[Excerpts of location labeling data]
++++++++++++++++++++
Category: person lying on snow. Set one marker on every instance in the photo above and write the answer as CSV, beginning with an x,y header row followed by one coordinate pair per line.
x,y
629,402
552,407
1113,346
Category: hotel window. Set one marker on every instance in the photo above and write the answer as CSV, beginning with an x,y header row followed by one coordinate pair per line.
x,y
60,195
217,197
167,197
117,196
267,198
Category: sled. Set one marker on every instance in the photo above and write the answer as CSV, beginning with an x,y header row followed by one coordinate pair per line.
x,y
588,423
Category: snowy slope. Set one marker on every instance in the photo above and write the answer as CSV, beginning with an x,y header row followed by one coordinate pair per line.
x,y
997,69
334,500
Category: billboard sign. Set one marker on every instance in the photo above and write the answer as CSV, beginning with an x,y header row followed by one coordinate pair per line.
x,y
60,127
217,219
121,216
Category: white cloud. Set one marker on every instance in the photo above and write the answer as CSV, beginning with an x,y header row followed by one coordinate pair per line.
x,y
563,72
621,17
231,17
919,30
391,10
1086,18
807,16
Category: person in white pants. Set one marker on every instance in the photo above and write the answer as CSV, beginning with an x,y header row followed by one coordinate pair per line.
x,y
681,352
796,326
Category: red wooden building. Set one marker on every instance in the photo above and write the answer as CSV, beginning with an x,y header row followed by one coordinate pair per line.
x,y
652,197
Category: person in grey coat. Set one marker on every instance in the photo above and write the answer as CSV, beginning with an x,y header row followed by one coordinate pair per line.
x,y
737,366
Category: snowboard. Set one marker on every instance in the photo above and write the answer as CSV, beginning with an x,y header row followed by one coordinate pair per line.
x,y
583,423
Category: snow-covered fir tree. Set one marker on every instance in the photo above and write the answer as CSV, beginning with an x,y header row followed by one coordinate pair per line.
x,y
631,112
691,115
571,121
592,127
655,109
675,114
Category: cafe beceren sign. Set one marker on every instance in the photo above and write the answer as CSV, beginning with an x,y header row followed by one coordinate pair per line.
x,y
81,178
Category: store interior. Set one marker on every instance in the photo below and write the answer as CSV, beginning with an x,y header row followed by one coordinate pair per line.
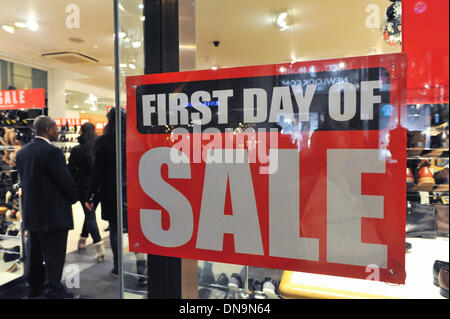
x,y
68,50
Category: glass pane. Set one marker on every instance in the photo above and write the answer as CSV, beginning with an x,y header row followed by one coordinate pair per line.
x,y
278,32
131,62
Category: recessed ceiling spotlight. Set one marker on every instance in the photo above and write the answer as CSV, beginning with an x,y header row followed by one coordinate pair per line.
x,y
76,40
21,25
283,20
32,24
136,44
8,28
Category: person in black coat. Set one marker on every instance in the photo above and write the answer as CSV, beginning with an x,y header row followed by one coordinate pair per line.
x,y
48,192
103,184
81,166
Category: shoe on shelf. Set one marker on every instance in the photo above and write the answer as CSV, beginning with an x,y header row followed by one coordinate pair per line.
x,y
82,243
235,282
114,273
438,264
13,268
408,246
443,282
420,221
269,288
424,175
222,280
416,142
100,249
442,219
409,177
441,179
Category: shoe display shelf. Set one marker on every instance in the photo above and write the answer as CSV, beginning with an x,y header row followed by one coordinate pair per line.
x,y
419,262
227,281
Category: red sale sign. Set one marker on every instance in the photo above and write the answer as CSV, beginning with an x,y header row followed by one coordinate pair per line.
x,y
22,99
290,166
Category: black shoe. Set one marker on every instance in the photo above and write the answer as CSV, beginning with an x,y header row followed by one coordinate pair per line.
x,y
270,288
35,294
420,221
235,282
206,275
114,273
70,295
438,264
222,280
408,246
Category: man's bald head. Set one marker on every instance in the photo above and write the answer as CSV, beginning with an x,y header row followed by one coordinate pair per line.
x,y
46,127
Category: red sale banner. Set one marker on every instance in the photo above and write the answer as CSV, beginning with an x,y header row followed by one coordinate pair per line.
x,y
22,99
296,166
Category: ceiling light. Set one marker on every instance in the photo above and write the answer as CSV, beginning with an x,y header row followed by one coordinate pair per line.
x,y
32,25
8,28
283,20
136,44
21,25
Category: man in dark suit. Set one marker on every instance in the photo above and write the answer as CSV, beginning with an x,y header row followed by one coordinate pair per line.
x,y
48,192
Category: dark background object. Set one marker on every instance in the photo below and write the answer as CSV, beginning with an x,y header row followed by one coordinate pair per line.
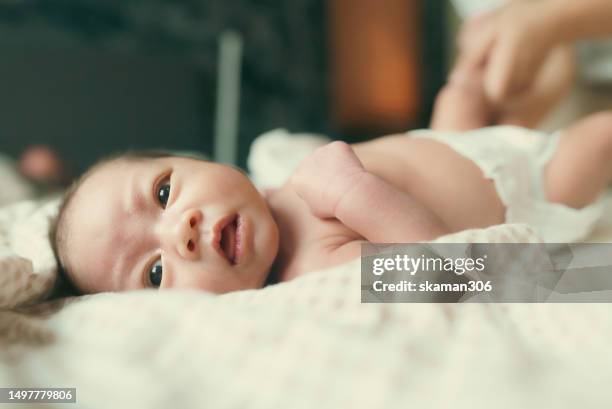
++++++++++++++++++++
Omit the pictures. Output every record above word for word.

Category: person lying on snow. Set one marker on every instance in the photo above and write the answer as CSV, beginning with an x,y header row followed by one coordinate pair per line.
x,y
629,402
552,407
1113,346
Category: hotel window. Set one marker on every instance in the photo above and write the answer as CSV, beginning with an x,y header row followed by one coordinate pair per line.
x,y
60,195
217,197
167,197
117,196
267,198
Category: sled. Set one marker on every instance in the photo above and write the answer as CSV, beginning with an x,y header row followed by one coordinate pair per line.
x,y
588,423
Category: snowy slope. Set one marker on every instance in the photo above and write the answer as CSV, beginning with an x,y header row followed by one coordinate pair per line.
x,y
997,69
334,500
Category: billboard sign. Set one marker on every instance in the photo above and write the answer as CSV, beginning with an x,y header row followed by one coordinate pair per line.
x,y
60,127
217,219
121,216
Category: white cloud. Set one marker on every instance in the photo above and write the answer as CSV, beginning with an x,y header row followed by one coordinate pair per line.
x,y
563,72
621,17
231,17
919,30
391,10
1086,18
807,16
Category: person in white pants. Set one marker on every instance in the photo above and write the answer as CSV, beginning with an x,y header row followed by one coordinate pair per line.
x,y
681,352
796,326
Category: red wooden building. Set one marker on every instance in the photo above and write the answer as CSV, beginning with an x,y header row followed by one coordinate pair per line.
x,y
652,197
Category: person in grey coat. Set one marker on every instance in the photo above and write the answer as CSV, beginning with an x,y header row followed by one coordinate pair per line.
x,y
737,366
Category: snowboard. Set one marker on every instance in the photo above and write the answer as CSV, beginning with an x,y header row followed by one coordinate pair per line.
x,y
583,423
Category: snow-covered fir tree. Set one marker on every instance in the photo above and write the answer as CSV, beginning with an x,y header row followed by one coordinate pair per line.
x,y
631,112
691,115
571,121
592,127
655,109
675,114
Category: cafe beceren sign. Set one marker on every instance in the photo above and write the answer as CSV, beginning with an x,y header row followed by one coordinate pair per line.
x,y
81,178
Category: store interior. Set one marker on every instance in the photo below and write the answer as CSV, beginning with an x,y header row followed by one coordinate pair per line.
x,y
68,50
Category: glass pane. Set one marker on every instance in the photo above and write the answer as CSV, beginning with an x,y header row followed by one coordinate pair per line.
x,y
278,32
131,62
Category: recessed ceiling spotlight. Set one marker on every instance in the photo above and write the answer as CSV, beginning with an x,y header row followed by one coordinate pair per line.
x,y
76,40
21,25
283,20
32,24
136,44
8,28
Category: person in black coat. Set one marker on every instance in the photo above and write the answer as CSV, beginning with an x,y header row followed by one coordinate pair per line.
x,y
48,192
103,184
81,166
Category: shoe on shelf. Set one marker on every instance in the photo above and write the answer as CSV, beginning with an x,y header row followed by one coordinate pair per line.
x,y
82,243
235,282
114,273
438,264
13,268
408,246
443,282
420,221
269,288
424,175
222,280
416,142
100,249
442,219
409,177
441,179
Category: shoe display shelf. Set one marker on every instance in the photo above and write the answer as CSV, beginning with an x,y header row followed by one coordinate pair per line.
x,y
419,262
227,281
Category: red sale sign. Set one marker on every instance in the photo above and write the answer as CSV, beginning with an x,y header row followed by one coordinate pair per line.
x,y
22,99
290,166
Category: black shoe. Set one marker on every instance in the photo above and write the answer as CSV, beginning with an x,y header row followed by one coordinate pair per line.
x,y
270,288
35,294
420,221
235,282
206,275
114,273
70,295
438,264
222,280
408,246
Category: man's bald head. Set one marker on every instance in the photo above and write the answer as CSV, beginning with an x,y header row followed by one coordinate pair per line.
x,y
46,127
Category: red sale banner. Set one marker on every instance in the photo above and write the answer as CSV, beginning with an x,y header row followed by one coordinate pair per line.
x,y
22,99
296,166
Category: ceiling light. Set one marker on every instance in the photo above and write the answer as CSV, beginning with an x,y header row followed by one coordinate pair per line.
x,y
32,25
8,28
283,20
136,44
21,25
Category: man in dark suit. Set one marker on every instance in the photo above and write the answer as CSV, beginning with an x,y header row followed by one coordinate pair per line.
x,y
48,192
Category: dark background object. Set one marker on every instance in the photo below and write the answer as CSV, beginning with an x,y header row followed by one coordinate pair per line.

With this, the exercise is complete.